SELECTED EXCERPT>
I found Evan’s post on Stanley Fish’s “The Last Professor” article quite interesting and, surprisingly, agreed with the main thrust of it. This is quite the accomplishment in itself: if one follows my hauntings of the comment sections of Evan’s posts and my occasional ones, you would fine we very often disagree very much.
True to form, I have a disagreement, though it’s a minor one coming as a point of emphasis: where and how do we emphasize broad general learning?
Ww agree that the University system needs reform, and we disagree with Fish that broad general learning is over. I think the latter owes to our culture being in a strange place right now, as the result of a combination of the dominance of some odd ideas and some more or less related political-economic issues. The odd idea dominating our culture at present is a tendency to fetishize science and progress. We place an extremely high value on science, scientific progress and progress as a whole (often conflating the latter two), to the point that they nearly become ends in themselves, rather than subservient to societal/human goals. They still do, of course, serve these ends to some extent. The exact nature of the conflation, I think, is that development or introduction of new technology is assumed by default to be a good thing. In itself, this orientation does a lot to occlude the status of the humanities.

RECORDS SHOWN>
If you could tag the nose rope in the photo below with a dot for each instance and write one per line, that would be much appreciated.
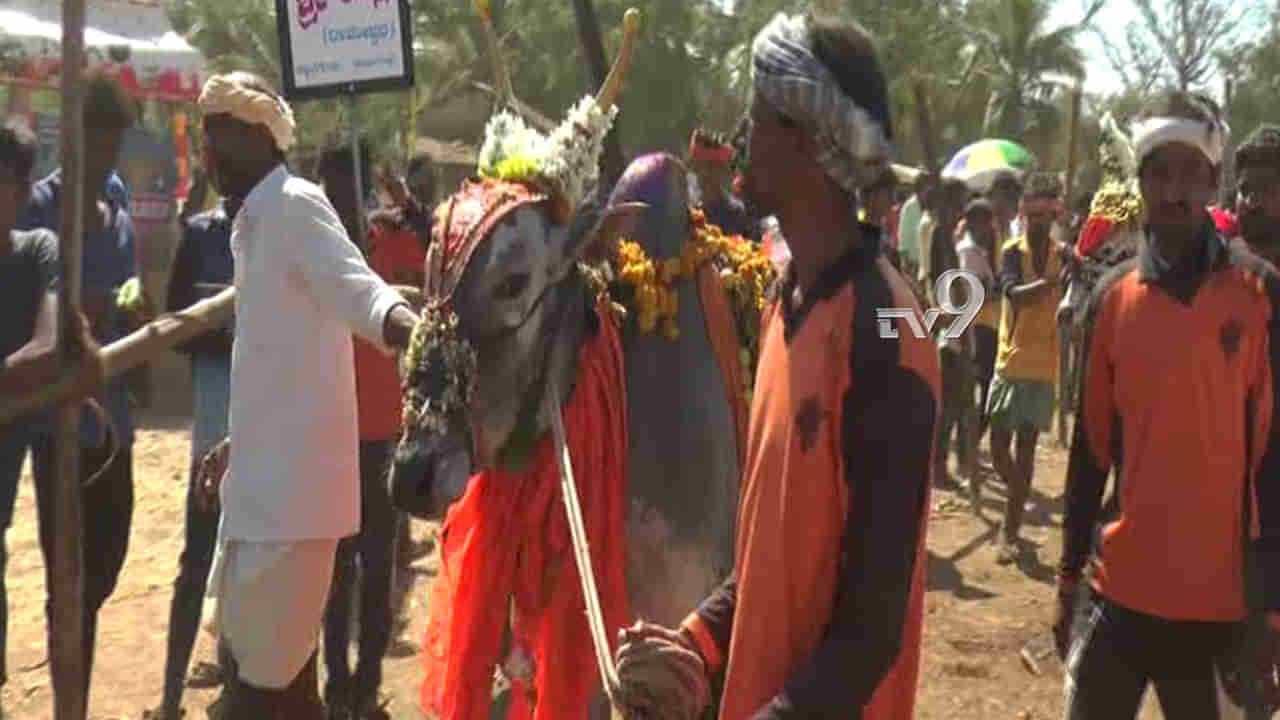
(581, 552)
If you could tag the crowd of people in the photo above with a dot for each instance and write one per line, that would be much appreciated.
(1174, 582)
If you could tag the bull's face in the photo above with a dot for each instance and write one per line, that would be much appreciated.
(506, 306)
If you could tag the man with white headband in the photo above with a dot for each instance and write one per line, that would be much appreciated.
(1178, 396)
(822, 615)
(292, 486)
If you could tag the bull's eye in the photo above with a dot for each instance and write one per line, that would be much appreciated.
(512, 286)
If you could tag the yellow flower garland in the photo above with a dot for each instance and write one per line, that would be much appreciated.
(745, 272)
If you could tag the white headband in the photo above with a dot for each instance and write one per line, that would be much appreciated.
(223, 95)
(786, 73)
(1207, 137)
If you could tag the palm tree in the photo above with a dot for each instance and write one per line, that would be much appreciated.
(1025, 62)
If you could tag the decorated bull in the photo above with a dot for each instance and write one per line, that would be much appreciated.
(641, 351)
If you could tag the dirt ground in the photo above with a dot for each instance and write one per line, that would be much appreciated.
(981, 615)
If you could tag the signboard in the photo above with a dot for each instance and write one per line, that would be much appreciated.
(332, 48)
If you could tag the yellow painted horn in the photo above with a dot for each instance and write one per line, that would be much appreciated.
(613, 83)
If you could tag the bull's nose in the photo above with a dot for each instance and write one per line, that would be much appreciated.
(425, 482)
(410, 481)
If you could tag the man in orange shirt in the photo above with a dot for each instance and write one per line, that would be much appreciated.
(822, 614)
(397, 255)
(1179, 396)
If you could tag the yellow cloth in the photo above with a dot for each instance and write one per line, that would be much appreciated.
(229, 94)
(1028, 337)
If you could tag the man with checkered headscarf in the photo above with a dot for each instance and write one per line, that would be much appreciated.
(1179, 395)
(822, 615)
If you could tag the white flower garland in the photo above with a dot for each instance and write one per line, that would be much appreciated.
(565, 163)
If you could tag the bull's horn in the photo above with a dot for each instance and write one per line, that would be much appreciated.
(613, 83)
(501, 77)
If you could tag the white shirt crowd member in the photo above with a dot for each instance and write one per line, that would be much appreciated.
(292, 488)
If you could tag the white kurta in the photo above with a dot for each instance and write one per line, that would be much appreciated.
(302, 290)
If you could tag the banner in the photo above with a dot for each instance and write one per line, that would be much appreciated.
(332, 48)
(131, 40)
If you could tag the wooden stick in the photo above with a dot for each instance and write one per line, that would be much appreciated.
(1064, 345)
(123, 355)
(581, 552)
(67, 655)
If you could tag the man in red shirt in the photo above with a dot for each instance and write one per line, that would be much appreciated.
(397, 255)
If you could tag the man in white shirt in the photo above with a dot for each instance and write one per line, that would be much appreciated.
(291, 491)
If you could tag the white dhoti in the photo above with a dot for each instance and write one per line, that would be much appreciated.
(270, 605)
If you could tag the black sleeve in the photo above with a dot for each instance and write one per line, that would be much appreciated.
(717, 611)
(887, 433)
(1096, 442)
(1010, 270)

INSTRUCTION> Duplicate the stretch of the blog post from "I found Evan’s" through "disagree very much.". Work only from the blog post; the records play no part.

PROBLEM SOLUTION>
I found Evan’s post on Stanley Fish’s “The Last Professor” article quite interesting and, surprisingly, agreed with the main thrust of it. This is quite the accomplishment in itself: if one follows my hauntings of the comment sections of Evan’s posts and my occasional ones, you would fine we very often disagree very much.